→ Work required
Reproduce the records below word for word, from the line containing "of the decorative" through the end of the records, with both of those included.

--- Begin Supplied data ---

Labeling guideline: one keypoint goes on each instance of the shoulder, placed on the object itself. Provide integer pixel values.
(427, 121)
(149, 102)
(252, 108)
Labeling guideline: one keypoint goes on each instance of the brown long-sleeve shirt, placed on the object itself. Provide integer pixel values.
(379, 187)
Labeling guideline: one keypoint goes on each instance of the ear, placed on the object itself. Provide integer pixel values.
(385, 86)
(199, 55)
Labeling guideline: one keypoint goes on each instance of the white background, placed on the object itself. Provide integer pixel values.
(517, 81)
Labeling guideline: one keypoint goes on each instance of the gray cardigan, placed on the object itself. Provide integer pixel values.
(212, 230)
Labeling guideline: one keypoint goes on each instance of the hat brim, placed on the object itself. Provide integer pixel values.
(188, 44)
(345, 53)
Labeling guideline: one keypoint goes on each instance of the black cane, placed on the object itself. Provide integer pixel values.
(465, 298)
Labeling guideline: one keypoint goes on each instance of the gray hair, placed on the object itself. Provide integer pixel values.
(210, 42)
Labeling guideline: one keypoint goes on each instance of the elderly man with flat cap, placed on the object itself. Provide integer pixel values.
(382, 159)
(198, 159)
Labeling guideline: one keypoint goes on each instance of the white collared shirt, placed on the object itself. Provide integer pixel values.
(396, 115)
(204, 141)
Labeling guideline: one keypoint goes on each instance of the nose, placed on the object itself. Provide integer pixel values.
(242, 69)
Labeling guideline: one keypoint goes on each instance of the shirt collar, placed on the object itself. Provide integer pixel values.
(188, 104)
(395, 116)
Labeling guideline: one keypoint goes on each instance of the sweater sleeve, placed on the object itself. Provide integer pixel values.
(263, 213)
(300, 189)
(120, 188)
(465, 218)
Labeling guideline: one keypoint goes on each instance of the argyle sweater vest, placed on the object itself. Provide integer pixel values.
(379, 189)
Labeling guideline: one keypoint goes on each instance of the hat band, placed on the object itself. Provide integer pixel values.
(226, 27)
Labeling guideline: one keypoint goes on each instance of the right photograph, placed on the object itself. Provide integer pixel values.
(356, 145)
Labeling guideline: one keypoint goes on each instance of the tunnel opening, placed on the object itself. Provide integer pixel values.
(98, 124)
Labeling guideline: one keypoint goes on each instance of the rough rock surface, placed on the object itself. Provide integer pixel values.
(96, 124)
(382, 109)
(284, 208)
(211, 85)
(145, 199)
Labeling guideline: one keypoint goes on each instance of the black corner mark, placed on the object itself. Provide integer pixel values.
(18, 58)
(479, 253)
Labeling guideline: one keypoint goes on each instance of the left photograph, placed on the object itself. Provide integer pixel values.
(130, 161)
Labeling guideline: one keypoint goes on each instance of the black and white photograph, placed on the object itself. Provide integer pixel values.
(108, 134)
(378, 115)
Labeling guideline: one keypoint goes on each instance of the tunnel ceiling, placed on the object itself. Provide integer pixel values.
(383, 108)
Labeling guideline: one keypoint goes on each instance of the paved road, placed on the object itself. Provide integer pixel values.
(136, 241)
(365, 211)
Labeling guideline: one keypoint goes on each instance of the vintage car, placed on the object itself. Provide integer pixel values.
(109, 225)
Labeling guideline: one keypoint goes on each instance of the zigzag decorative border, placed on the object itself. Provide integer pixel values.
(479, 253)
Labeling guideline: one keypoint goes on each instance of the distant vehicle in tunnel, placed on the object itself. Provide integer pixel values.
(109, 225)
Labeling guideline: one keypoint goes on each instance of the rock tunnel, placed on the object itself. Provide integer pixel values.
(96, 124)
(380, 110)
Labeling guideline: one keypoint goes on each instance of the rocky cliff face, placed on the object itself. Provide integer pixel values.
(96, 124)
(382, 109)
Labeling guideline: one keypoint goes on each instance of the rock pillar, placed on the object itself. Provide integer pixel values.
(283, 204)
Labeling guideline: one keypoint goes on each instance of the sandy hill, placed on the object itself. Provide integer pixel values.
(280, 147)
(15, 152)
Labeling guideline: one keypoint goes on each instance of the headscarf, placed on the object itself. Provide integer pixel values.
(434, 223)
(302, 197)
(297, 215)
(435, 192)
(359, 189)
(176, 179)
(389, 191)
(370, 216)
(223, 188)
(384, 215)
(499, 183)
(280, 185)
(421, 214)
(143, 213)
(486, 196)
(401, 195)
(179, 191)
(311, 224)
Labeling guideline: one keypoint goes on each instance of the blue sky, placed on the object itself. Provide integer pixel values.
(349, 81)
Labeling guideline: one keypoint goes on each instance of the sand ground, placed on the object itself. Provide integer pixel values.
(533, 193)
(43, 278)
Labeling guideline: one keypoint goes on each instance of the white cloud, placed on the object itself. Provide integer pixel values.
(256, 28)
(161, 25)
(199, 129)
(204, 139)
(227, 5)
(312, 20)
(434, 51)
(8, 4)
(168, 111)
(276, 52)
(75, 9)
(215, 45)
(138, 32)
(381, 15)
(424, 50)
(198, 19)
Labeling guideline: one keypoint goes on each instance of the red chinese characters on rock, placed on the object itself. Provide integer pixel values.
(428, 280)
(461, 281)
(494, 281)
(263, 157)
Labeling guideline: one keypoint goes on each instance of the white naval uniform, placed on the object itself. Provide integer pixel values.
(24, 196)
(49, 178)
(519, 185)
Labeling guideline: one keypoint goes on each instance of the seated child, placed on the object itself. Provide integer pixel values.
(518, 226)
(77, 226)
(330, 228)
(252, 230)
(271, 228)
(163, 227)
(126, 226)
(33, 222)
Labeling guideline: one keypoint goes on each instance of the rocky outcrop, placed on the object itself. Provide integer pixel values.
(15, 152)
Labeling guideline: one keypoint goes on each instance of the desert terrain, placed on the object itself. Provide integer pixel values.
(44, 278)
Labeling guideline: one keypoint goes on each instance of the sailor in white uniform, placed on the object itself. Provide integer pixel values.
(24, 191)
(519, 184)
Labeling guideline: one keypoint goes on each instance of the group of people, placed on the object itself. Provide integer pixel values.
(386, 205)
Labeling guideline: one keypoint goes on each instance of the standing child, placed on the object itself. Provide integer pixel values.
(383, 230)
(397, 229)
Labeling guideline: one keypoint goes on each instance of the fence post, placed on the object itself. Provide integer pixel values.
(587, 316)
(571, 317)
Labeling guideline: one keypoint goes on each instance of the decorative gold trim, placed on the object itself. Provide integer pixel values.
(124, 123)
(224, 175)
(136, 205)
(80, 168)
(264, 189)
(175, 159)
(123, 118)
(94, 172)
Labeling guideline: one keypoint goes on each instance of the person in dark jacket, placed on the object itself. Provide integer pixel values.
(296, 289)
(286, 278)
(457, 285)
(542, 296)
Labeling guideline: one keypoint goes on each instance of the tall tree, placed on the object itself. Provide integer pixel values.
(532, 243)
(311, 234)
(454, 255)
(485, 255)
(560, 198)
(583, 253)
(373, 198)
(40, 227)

--- End Supplied data ---

→ Full output
Labeling guideline: one keypoint goes on each instance of the decorative gold trim, placed on the object itself. Provide integer pixel values.
(124, 123)
(224, 175)
(136, 205)
(80, 168)
(264, 189)
(175, 159)
(123, 118)
(94, 172)
Labeling guideline: one keypoint goes on each instance of the person in dark jacket, placed on the object itself. Provide integer pixel values.
(296, 289)
(286, 278)
(457, 285)
(542, 296)
Labeling guideline: one keypoint goes on each instance of the tall tree, placed on the object itself. Provide integer pixel values.
(532, 243)
(311, 234)
(454, 255)
(485, 255)
(560, 198)
(583, 253)
(373, 198)
(40, 227)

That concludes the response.